Memaknai Sila Kedua “Kemanusiaan Yang Adil dan Beradab”
Bagian kesepuluh
Rinno
Rinno (33 tahun) bukan siapa-siapa. Dia hanya seorang pengamen “Boneka Mampang” di perempatan jalan. Perempatan Jalan Prangtritis, Ring road Ketandan, Bantul-Jogjakarta, menjadi lokasi utama shownya. Bahkan seisi kota, kadang menjadi wilayah kerjanya. Ya, Rinno bukan Anne Avantie, juga bukan Alissa Wahid atau sedikit pesohor lainnya yang memiliki empati dan kekuatan besar untuk membantu sesama.
Rinno tak punya dana untuk mengentaskan, membantu dan membela sesama atas nama kemanusiaan. Rinno hanya seorang pengamen, dengan dua orang anak. Penghasilannya hanya kisaran Rp. 20 ribu – Rp. 50 ribu perhari, tak tentu. Jauh langit dan bumi dengan para pesohor, pejabat, artis, orang kaya bahkan mungkin kita para pembaca kolom filsafat Pancasila di Pasundan Ekspres ini.
******************************
▶ TUGAS: Ringkaslah kutipan tentang Rinno di atas dalam dua kalimat.

▶ ENTRI DATA:
******************************
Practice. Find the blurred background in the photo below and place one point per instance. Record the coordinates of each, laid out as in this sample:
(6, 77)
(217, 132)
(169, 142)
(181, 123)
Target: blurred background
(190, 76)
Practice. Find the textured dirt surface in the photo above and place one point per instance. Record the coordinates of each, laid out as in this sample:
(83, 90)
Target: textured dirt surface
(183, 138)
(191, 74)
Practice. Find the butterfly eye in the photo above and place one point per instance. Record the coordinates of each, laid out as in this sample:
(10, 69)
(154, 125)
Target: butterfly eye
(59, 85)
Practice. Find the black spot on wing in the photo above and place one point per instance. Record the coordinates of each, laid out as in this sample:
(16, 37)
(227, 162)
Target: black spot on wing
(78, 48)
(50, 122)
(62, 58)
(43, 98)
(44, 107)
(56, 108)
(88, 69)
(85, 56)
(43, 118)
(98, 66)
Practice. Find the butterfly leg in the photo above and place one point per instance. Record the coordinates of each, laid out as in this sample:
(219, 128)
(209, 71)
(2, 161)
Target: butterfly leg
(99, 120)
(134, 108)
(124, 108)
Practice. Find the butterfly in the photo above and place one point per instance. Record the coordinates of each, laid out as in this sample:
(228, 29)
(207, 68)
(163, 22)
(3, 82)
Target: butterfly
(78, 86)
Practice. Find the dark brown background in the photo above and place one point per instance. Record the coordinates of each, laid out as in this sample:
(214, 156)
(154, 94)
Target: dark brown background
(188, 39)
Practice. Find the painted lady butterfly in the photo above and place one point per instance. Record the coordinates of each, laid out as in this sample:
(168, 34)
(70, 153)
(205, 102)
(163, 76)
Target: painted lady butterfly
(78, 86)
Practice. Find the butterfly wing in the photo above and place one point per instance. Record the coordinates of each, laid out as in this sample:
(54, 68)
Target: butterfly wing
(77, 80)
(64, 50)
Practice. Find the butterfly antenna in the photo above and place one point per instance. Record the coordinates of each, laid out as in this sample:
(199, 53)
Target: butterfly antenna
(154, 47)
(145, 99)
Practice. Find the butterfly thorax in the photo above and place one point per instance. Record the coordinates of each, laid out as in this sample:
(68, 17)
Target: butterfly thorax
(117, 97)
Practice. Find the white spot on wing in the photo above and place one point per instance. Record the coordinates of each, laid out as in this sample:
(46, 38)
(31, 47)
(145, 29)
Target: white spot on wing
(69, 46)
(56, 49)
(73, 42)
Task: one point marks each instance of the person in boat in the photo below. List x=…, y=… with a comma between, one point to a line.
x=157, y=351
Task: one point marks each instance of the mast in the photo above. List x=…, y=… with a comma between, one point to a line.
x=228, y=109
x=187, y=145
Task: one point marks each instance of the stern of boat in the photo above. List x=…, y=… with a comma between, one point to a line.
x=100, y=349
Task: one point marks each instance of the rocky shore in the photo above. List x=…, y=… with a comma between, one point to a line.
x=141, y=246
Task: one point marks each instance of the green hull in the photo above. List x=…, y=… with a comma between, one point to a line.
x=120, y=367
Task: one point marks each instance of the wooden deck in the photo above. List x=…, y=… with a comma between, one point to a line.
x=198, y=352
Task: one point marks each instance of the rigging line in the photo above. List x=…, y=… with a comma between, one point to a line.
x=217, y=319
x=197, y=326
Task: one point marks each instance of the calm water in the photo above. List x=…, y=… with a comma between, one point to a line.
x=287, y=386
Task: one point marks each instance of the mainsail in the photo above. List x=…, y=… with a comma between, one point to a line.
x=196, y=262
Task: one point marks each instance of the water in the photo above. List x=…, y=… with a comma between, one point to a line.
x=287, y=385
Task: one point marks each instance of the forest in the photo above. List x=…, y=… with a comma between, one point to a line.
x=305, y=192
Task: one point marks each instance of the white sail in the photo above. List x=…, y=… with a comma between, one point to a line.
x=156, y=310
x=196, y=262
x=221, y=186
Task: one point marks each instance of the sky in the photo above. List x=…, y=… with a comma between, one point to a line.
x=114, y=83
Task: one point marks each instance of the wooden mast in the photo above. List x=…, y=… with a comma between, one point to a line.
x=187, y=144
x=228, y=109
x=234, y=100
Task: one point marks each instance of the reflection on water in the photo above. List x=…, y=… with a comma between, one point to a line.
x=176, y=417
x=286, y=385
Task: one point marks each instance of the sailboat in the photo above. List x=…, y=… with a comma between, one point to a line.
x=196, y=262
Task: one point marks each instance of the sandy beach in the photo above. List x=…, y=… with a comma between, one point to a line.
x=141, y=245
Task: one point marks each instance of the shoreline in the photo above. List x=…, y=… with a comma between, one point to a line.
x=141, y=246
******************************
▶ TUGAS SELESAI: Rinno (33 tahun) hanyalah seorang pengamen "Boneka Mampang" yang tampil terutama di perempatan Jalan Prangtritis, Ring road Ketandan, Bantul-Jogjakarta, dan kadang di seisi kota. Ia bukan pesohor seperti Anne Avantie atau Alissa Wahid, tidak punya dana untuk membantu sesama atas nama kemanusiaan, memiliki dua orang anak, dan berpenghasilan tak tentu sekitar Rp. 20 ribu – Rp. 50 ribu per hari.